* START Given records *

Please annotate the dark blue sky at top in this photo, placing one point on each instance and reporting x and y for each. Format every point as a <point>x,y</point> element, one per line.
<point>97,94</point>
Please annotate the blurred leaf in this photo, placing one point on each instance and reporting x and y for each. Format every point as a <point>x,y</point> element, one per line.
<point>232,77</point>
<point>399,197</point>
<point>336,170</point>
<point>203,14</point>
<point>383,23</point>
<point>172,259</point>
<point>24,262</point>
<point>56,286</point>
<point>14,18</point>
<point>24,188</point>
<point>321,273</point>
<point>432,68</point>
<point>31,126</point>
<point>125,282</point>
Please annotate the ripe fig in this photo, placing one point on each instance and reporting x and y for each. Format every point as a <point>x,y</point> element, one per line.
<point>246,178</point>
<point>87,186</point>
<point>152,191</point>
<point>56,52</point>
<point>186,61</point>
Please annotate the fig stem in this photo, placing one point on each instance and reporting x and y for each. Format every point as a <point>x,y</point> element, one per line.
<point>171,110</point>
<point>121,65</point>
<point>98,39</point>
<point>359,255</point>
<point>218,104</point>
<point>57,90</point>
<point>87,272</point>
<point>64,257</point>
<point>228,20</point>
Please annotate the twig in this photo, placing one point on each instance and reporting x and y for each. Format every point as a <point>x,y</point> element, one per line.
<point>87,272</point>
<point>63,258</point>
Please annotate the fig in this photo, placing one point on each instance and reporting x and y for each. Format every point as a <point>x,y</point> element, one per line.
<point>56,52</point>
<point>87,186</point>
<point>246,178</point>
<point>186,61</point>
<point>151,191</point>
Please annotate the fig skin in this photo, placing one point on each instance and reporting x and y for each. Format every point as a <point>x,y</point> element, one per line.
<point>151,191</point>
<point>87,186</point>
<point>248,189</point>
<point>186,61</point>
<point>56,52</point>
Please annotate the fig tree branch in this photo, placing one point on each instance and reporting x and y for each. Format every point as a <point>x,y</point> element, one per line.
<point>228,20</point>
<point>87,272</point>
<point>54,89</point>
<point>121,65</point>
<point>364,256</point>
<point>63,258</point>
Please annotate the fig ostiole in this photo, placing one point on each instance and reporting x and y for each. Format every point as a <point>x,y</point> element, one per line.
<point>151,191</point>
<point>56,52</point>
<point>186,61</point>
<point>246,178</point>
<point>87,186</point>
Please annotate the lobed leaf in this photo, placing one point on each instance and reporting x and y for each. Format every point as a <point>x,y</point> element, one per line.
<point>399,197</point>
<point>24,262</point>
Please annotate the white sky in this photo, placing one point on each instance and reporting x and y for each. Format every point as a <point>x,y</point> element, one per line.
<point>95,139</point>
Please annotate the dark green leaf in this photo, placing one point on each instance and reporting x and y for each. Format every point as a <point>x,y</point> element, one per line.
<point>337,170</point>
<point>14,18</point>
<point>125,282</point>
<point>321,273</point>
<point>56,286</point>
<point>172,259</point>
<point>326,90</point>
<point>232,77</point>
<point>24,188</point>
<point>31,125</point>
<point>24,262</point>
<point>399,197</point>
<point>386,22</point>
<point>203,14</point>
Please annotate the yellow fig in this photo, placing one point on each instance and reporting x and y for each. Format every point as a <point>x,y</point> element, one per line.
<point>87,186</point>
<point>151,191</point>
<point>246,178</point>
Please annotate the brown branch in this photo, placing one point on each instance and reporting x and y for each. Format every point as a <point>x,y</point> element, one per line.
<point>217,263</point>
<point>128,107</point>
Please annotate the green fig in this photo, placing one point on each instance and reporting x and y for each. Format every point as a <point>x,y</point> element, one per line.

* END Given records *

Goal of the exercise> Replace "white sky" with "pale gray sky" in the material. Begin at the line that has "Please annotate the lobed" and stop after the line that has "<point>95,139</point>", then give back only those lines with nothing else changed.

Complete output>
Please annotate the lobed leaf in this photo, placing one point on each instance and reporting x and y for each. Format every point as a <point>x,y</point> element, one per line.
<point>399,197</point>
<point>24,262</point>
Please annotate the pale gray sky in this photo, placing one point on each instance and reporting x and y for each. Format every point as a <point>x,y</point> element, one per line.
<point>95,139</point>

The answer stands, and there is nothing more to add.